:: INSTRUCTIONS TO FOLLOW ::
Set down the line that has "Annotate each blurred" and each line beneath it, through the last line of the entries, exactly and with no others.

:: TASK INPUT ::
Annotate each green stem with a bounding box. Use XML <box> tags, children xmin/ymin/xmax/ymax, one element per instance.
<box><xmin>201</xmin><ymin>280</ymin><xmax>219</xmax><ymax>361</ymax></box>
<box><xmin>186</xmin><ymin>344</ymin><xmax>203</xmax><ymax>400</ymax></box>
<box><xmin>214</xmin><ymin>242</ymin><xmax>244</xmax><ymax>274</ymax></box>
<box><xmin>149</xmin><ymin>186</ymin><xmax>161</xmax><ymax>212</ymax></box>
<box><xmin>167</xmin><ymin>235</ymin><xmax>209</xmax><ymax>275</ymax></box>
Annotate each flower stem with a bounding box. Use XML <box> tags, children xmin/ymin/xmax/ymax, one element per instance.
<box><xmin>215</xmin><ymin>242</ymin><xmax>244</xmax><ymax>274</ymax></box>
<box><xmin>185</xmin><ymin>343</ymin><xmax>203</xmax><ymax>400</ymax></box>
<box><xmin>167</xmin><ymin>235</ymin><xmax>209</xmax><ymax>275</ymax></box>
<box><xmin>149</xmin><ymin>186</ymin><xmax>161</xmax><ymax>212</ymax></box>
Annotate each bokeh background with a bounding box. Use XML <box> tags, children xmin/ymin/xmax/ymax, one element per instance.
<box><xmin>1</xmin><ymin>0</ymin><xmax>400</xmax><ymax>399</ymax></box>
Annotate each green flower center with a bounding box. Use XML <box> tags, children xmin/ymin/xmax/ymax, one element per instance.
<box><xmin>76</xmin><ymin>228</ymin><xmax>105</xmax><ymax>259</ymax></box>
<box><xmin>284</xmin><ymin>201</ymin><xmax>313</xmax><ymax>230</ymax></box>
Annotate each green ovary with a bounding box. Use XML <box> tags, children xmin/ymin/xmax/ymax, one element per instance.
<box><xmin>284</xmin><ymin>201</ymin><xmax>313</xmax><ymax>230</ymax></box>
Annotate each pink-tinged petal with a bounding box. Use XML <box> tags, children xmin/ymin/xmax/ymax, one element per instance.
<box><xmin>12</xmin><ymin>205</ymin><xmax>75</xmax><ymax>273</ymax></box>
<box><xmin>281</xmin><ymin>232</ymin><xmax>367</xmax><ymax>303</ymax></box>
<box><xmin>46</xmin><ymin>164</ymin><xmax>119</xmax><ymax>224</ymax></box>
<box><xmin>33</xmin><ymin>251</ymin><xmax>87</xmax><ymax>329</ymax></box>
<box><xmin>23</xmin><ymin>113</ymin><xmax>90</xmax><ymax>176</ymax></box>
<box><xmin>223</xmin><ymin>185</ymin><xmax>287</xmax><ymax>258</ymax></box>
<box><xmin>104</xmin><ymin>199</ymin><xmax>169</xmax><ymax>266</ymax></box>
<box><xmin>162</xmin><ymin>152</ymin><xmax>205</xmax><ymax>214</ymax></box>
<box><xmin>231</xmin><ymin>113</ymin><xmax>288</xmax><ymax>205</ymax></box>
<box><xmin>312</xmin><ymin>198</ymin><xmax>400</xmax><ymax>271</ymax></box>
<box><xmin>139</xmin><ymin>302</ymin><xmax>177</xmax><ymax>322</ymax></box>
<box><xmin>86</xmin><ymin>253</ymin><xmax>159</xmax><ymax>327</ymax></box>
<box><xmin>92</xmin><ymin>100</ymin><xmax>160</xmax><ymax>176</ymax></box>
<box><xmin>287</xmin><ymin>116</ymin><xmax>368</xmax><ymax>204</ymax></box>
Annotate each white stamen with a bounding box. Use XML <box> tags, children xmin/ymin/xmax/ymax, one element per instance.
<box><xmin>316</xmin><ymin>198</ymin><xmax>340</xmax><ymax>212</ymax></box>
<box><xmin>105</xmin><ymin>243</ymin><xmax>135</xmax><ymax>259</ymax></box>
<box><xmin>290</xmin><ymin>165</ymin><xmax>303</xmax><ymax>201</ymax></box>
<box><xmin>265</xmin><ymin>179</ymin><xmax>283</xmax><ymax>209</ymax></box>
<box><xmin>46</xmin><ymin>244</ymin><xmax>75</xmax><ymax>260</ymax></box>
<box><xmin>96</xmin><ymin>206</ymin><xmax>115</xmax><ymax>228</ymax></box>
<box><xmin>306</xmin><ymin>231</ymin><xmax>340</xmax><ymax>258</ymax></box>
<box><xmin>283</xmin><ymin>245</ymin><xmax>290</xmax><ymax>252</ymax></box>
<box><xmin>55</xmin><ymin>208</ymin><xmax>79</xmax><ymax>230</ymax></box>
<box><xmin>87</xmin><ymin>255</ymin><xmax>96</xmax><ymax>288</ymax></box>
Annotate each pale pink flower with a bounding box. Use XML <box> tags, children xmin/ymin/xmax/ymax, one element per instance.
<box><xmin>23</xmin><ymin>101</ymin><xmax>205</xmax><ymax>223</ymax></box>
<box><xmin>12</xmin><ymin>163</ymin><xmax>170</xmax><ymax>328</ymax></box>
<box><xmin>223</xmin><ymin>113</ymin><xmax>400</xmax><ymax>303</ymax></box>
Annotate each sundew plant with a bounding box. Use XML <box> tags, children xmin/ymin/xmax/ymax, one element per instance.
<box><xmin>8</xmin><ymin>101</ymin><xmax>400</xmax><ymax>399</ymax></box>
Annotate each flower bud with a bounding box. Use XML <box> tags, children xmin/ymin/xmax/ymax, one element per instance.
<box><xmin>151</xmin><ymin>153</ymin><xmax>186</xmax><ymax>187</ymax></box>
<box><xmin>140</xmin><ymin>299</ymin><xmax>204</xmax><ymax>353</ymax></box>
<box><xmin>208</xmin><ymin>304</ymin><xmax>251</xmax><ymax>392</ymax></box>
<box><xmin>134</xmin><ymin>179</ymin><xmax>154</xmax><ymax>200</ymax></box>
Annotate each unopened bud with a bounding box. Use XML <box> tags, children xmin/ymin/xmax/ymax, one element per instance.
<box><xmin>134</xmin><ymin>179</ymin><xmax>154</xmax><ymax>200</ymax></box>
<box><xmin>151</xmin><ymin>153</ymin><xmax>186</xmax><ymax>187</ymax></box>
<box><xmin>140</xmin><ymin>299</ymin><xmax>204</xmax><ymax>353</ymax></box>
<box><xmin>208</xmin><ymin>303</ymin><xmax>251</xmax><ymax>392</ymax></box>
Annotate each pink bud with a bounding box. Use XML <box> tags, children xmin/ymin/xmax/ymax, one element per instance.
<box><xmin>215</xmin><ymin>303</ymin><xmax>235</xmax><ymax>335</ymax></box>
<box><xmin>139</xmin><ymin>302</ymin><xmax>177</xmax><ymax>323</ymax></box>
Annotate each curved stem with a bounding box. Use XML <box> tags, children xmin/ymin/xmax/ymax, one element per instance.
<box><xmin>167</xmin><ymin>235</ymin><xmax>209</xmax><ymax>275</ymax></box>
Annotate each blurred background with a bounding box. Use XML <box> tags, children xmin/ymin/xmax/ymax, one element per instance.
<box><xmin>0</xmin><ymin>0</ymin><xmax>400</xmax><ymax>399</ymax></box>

:: WRITTEN SOLUTION ::
Annotate each blurred background with a bounding box. Use XML <box> tags, children xmin/ymin/xmax/ymax, one element per instance.
<box><xmin>0</xmin><ymin>0</ymin><xmax>400</xmax><ymax>399</ymax></box>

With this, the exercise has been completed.